Face au virus, les deux têtes de l’exécutif se partagent les rôles. Au président l’incarnation de la nation « en guerre », au premier ministre les comptes à rendre.
Journée chargée ce jeudi pour le locataire de Matignon. Ce matin, le premier ministre doit recevoir en réunion dématérialisée les principaux chefs de parti des groupes politiques représentés au Parlement – Olivier Faure pour le Parti socialiste, Jean-Luc Mélenchon pour la France insoumise, Fabien Roussel pour le Parti communiste, Christian Jacob pour « Les Républicains » ou encore Marine Le Pen pour le Rassemblement national – pour faire un point sur la situation sanitaire. Puis, ce soir, c’est sur TF1 et LCI et devant les Français qu’Édouard Philippe, flanqué de spécialistes de la santé, devra rendre des comptes. Mercredi soir, il devait déjà faire l’objet d’une audition « dématérialisée » par 31 députés de la mission d’information parlementaire sur la gestion de l’épidémie.
La façon dont les deux se mettent en scène en dit long
Dans ce drôle de corps bicéphale qu’est l’exécutif de la Ve République, la distribution des rôles est désormais bien connue. Au chef du gouvernement la première ligne, les tâches ingrates : répondre aux interrogations et critiques de l’opposition, des journalistes, des Français. À Emmanuel Macron les beaux concepts, les grandes idées, la hauteur régalienne, l’incarnation nationale. Macron commande, Philippe exécute : une mécanique déjà observée pendant la séquence des retraites, mais qui n’a jamais semblé aussi vraie que durant cette crise. La façon dont les deux se mettent en scène en dit long. Le président de la République, durant ses interventions de crise, est apparu deux fois (les 12 et 16 mars) seul à son bureau du navire élyséen, en amiral de guerre. Puis, le 25 mars, seul encore (à l’exception de l’interprète en langue des signes), c’est l’hôpital de campagne de Mulhouse qui lui sert de décor. Le 31 mars, enfin, près d’Angers, c’est une usine de masques qui fait office d’arrière-plan. L’Élysée, l’armée, l’industrie, le message est clair : le chef de l’État est supposé faire corps avec la nation.

CONSIGNE 1>
Relevez tous les chefs de parti que le premier ministre doit recevoir d'après l'article sur l'exécutif face au virus, chacun avec son parti.
CONSIGNE 2>
Dans l'article sur l'exécutif face au virus, recopiez le passage allant de "Face au virus, les" jusqu'à "comptes à rendre." en substituant "chef du gouvernement" à "premier ministre".
CONSIGNE 3>
Prolongez l'article sur le partage des rôles au sein de l'exécutif face au virus à partir de sa dernière phrase.

DONNÉES DISPONIBLES>
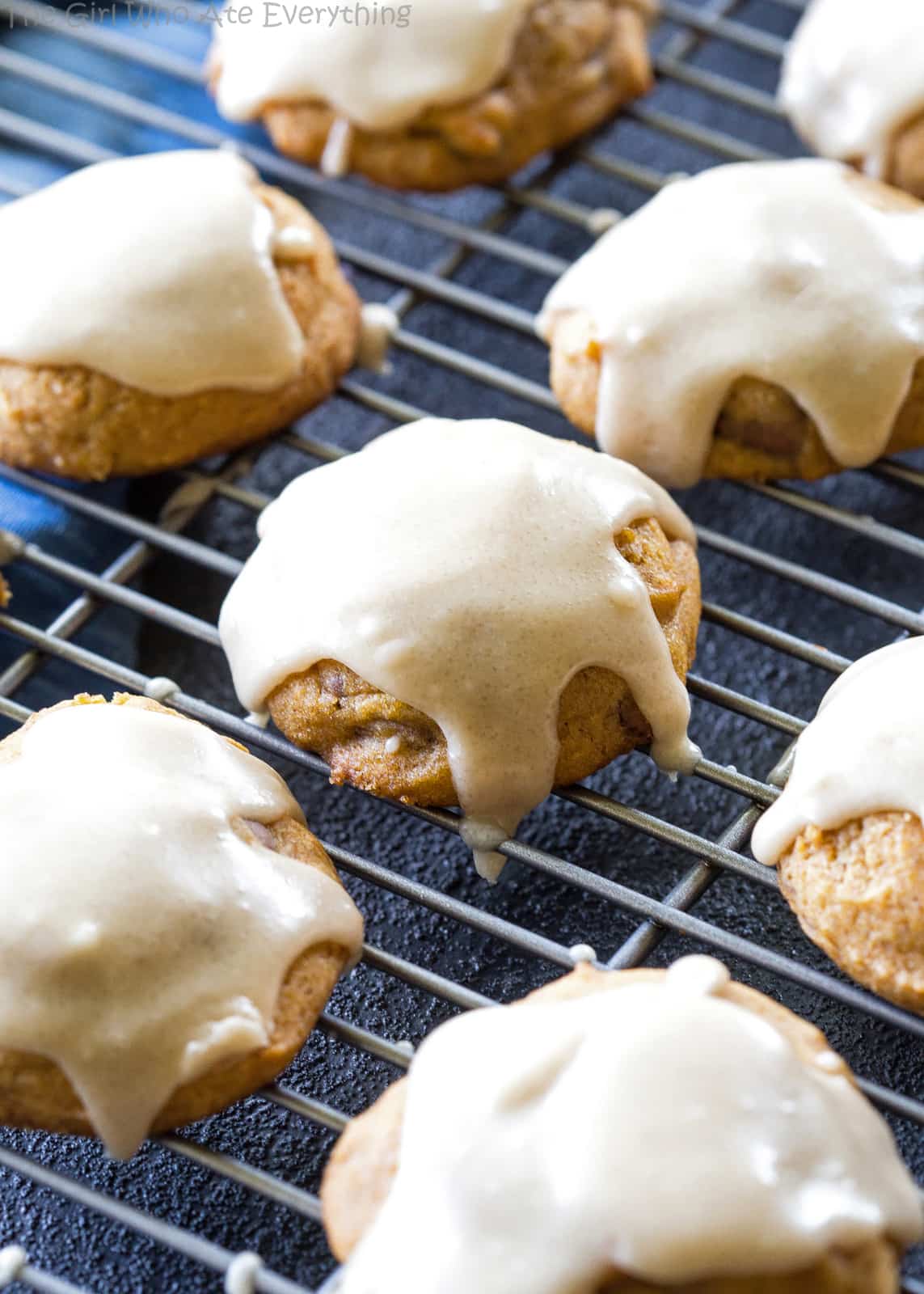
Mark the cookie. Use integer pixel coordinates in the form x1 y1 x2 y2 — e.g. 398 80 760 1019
321 958 920 1294
220 419 700 873
0 695 362 1156
0 151 360 480
753 638 924 1014
779 0 924 198
211 0 653 190
537 160 924 488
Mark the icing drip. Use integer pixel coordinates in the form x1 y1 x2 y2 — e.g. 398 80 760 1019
0 705 362 1156
779 0 924 179
752 638 924 865
356 302 401 373
226 1250 263 1294
0 1245 28 1290
219 418 698 871
342 958 922 1294
0 150 304 396
213 0 534 131
321 116 353 180
537 160 924 487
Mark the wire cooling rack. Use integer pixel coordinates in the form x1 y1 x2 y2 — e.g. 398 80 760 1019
0 0 924 1294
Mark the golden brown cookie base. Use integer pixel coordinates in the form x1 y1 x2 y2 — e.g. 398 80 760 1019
779 813 924 1014
321 966 898 1294
0 694 349 1136
550 312 924 481
240 0 651 192
0 185 360 480
268 520 700 805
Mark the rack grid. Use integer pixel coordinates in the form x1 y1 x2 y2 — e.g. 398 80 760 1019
0 0 924 1294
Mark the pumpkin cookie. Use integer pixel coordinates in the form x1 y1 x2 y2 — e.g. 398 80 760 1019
753 638 924 1014
779 0 924 198
0 151 360 480
0 696 362 1157
537 160 924 488
211 0 655 190
321 958 922 1294
220 418 700 875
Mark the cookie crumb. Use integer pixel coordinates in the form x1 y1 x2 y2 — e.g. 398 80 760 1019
0 1245 28 1290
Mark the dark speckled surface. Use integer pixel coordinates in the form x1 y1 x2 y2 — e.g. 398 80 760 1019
0 0 924 1294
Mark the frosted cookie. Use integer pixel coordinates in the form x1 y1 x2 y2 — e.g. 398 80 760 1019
0 151 360 480
219 418 700 876
321 956 922 1294
753 638 924 1014
537 160 924 488
779 0 924 198
209 0 655 190
0 696 362 1157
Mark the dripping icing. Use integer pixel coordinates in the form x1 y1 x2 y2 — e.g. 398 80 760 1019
752 638 924 865
0 150 304 396
779 0 924 180
0 704 362 1157
342 958 922 1294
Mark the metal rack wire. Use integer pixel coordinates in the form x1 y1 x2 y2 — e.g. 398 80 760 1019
0 0 924 1294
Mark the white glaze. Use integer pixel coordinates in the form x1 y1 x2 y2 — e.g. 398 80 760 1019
0 1245 28 1290
0 705 362 1156
0 150 304 396
779 0 924 179
356 302 401 373
537 160 924 487
226 1250 263 1294
752 638 924 865
213 0 534 131
220 418 698 871
342 958 922 1294
211 0 656 135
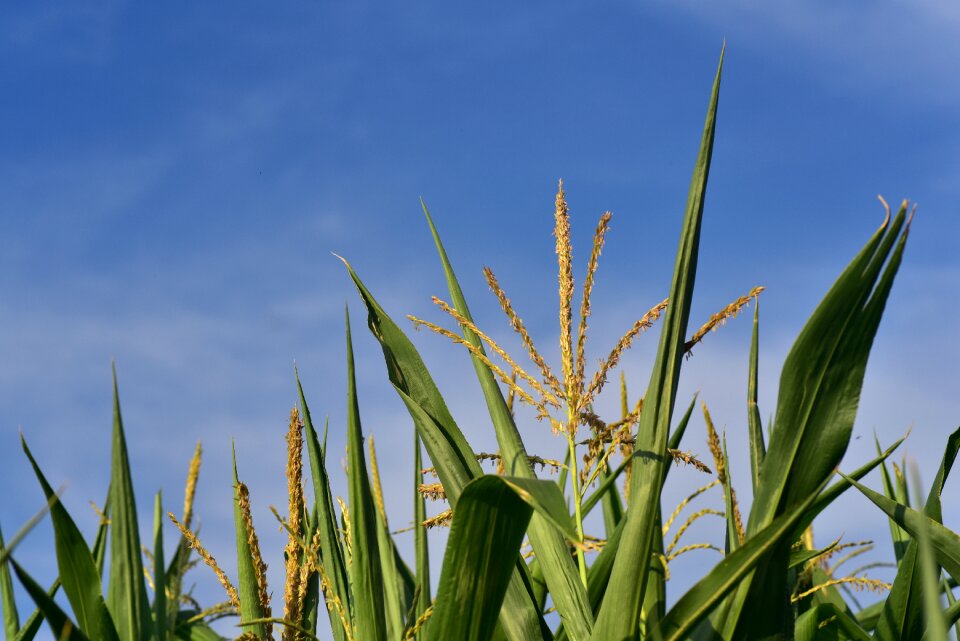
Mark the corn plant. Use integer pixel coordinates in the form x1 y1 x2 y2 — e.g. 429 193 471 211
0 50 960 641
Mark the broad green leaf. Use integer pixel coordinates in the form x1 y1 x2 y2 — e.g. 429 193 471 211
10 550 89 641
413 430 432 618
850 479 960 579
230 443 267 639
295 372 352 641
557 394 697 641
106 367 152 641
344 261 550 641
421 201 593 641
20 434 117 640
591 52 723 641
427 475 575 641
794 603 870 641
717 204 906 639
747 298 767 495
876 435 910 564
656 484 816 641
0 530 20 639
153 492 167 641
369 436 407 639
796 430 906 537
345 312 387 641
875 430 960 641
917 482 947 641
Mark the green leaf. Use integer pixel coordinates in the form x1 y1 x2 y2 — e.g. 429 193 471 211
917 476 947 641
0 530 20 639
875 430 960 641
344 261 550 641
370 436 407 639
427 475 576 641
20 434 117 640
421 201 593 641
413 431 432 619
591 46 723 641
653 484 816 641
346 304 387 641
850 472 960 579
717 204 906 639
10 550 91 641
153 492 169 641
230 443 267 639
747 297 767 495
106 367 152 641
876 435 910 565
294 371 352 641
794 603 870 641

RÉSULTAT 1>
Olivier Faure (Parti socialiste)
Jean-Luc Mélenchon (France insoumise)
Fabien Roussel (Parti communiste)
Christian Jacob (« Les Républicains »)
Marine Le Pen (Rassemblement national)

RÉSULTAT 2>
Face au virus, les deux têtes de l’exécutif se partagent les rôles. Au président l’incarnation de la nation « en guerre », au chef du gouvernement les comptes à rendre.

RÉSULTAT 3>
Édouard Philippe n’a pas le droit à une scénographie aussi grandiloquente. Le 14 mars, dans son discours d’annonce des fermetures des restaurants, bars, cinémas et autres lieux « non essentiels », l’ex-maire du Havre doit se contenter d’un fond blanc épuré, d’un drapeau tricolore et de la présence de Jérôme Salomon, directeur général de la santé (DGS). Le haut fonctionnaire et infectiologue, numéro deux du ministère de la Santé, apporte la caution experte et scientifique au discours « pratico-pratique » de l’adjudant Philippe. Il devrait être présent ce soir lors de son passage télévisé.
Incarnation de la technocratie macroniste, Benoît Ribadeau-Dumas
Pour assumer ce rôle, le premier ministre peut compter, outre le DGS, sur plusieurs figures clés dans son cercle restreint. À commencer par le petit nouveau, le général Richard Lizurey, chargé depuis une semaine de mettre de l’ordre dans la gestion gouvernementale de crise. Disposant d’un bureau dédié à Matignon, l’ex-directeur général de la gendarmerie nationale, ancien conseiller des ministres sarkozystes Brice Hortefeux et Claude Guéant, a pour « fait d’armes » notable l’évacuation violente de la ZAD de Notre-Dame-des-Landes.
Mais le véritable binôme d’Édouard Philippe, son homme de confiance, c’est Benoît Ribadeau-Dumas, son directeur de cabinet. Numéro deux de Matignon, il est de toutes les réunions du noyau dur qui prend toutes les décisions avec Édouard Philippe donc, le secrétaire général de l’Élysée, Alexis Kohler, et Emmanuel Macron, à qui il revient de trancher. Énarque issu de la même promotion qu’Édouard Philippe (1997), dont il est un ami intime, pantouflard comme lui (chez Thalès, puis le parapétrolier CGG, puis le groupe aéronautique Zodiac), Benoît Ribadeau-Dumas incarne la technocratie macroniste, un pied dans l’État, un pied dans le privé, tant critiquée durant la crise des gilets jaunes.
D’après le Monde, il fait partie des hauts fonctionnaires à avoir plaidé en faveur du maintien du premier tour des élections, le 15 mars, avec Alexis Kohler et le premier ministre lui-même. Une décision dont la responsabilité dans la propagation du virus devra être encore évaluée. Édouard Philippe n’a pas fini de rendre des comptes.